The Adafruit Grand Central M4 Express is an ARM development board with the form factor of an Arduino Mega. It features 70 GPIO pins, a microSDHC slot and 8MiB of QSPI Flash.

Adafruit Grand Central M4 Express

Adafruit Grand Central M4 Express (Credit: Kattni Rembor / Adafruit)

Hardware

  • ATSAMD51P20A ARM Cortex-M4F processor at 120 MHz

  • 1024 KiB of flash memory and 256 KiB of RAM

  • 8 MiB of QSPI flash

  • A red user LED

  • A RGB “NeoPixel” / WS2812B LED

  • A microSDHC slot (connected via SPI)

  • Native USB port

Supported Features

The adafruit_grand_central_m4_express board configuration supports the following hardware features:

Interface

Controller

Driver/Component

NVIC

on-chip

Nested vector interrupt controller

SYSTICK

on-chip

SysTick

WDT

on-chip

Watchdog

GPIO

on-chip

I/O ports, User LED

UART

on-chip

Serial ports, Console

SPI

on-chip

SPI ports, microSDHC slot

TRNG

on-chip

True Random Number Generator

RTC

on-chip

Real-Time Counter

USB

on-chip

USB device

WDT

on-chip

Watchdog Timer

Other hardware features are not currently supported by Zephyr.

The default configuration can be found in the Kconfig file boards/arm/adafruit_grand_central_m4_express/adafruit_grand_central_m4_express_defconfig.

Connections and IOs

The Adafruit Learning System [1] has detailed information about the board including pinouts [2] and the schematics [3].

System Clock

The SAMD51 MCU is configured to use the 32.768 kHz external oscillator with the on-chip PLL generating the 120 MHz system clock.

Serial Port

The SAMD51 MCU has 8 SERCOM based UARTs. On the Grand Central, SERCOM0 is the Zephyr console and is available on RX(PB25) and TX(PB24).

SPI Port

The SAMD51 MCU has 8 SERCOM based SPIs. On the Grand Central, SERCOM7 has been set into SPI mode to connect to devices over the SCK(PD09), MOSI(PD08), and MISO(PD11) pins. Additionally SERCOM2 has been configured as SPI to access the microSDHC card.

Required tasks:
A - From the Grand Central M4 Express board description, write out the passage from "The Adafruit Learning" up to and including "the microSDHC card.".
B - Restate as a short bulleted list the paragraph of the Grand Central M4 Express board description that begins "The SAMD51 MCU has 8 SERCOM based SPIs", keeping its main facts.

Source data:
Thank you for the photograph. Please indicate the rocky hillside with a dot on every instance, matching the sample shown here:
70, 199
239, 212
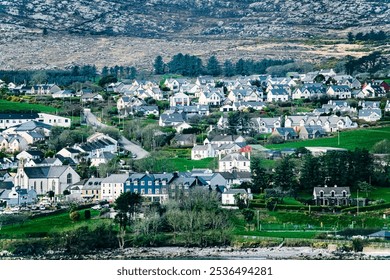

Answers to the problems:
A -
The Adafruit Learning System [1] has detailed information about the board including pinouts [2] and the schematics [3].

System Clock

The SAMD51 MCU is configured to use the 32.768 kHz external oscillator with the on-chip PLL generating the 120 MHz system clock.

Serial Port

The SAMD51 MCU has 8 SERCOM based UARTs. On the Grand Central, SERCOM0 is the Zephyr console and is available on RX(PB25) and TX(PB24).

SPI Port

The SAMD51 MCU has 8 SERCOM based SPIs. On the Grand Central, SERCOM7 has been set into SPI mode to connect to devices over the SCK(PD09), MOSI(PD08), and MISO(PD11) pins. Additionally SERCOM2 has been configured as SPI to access the microSDHC card.

B -
- The SAMD51 MCU has 8 SERCOM-based SPIs.
- On the Grand Central, SERCOM7 is set into SPI mode to connect to devices over the SCK (PD09), MOSI (PD08), and MISO (PD11) pins.
- SERCOM2 is configured as SPI to access the microSDHC card.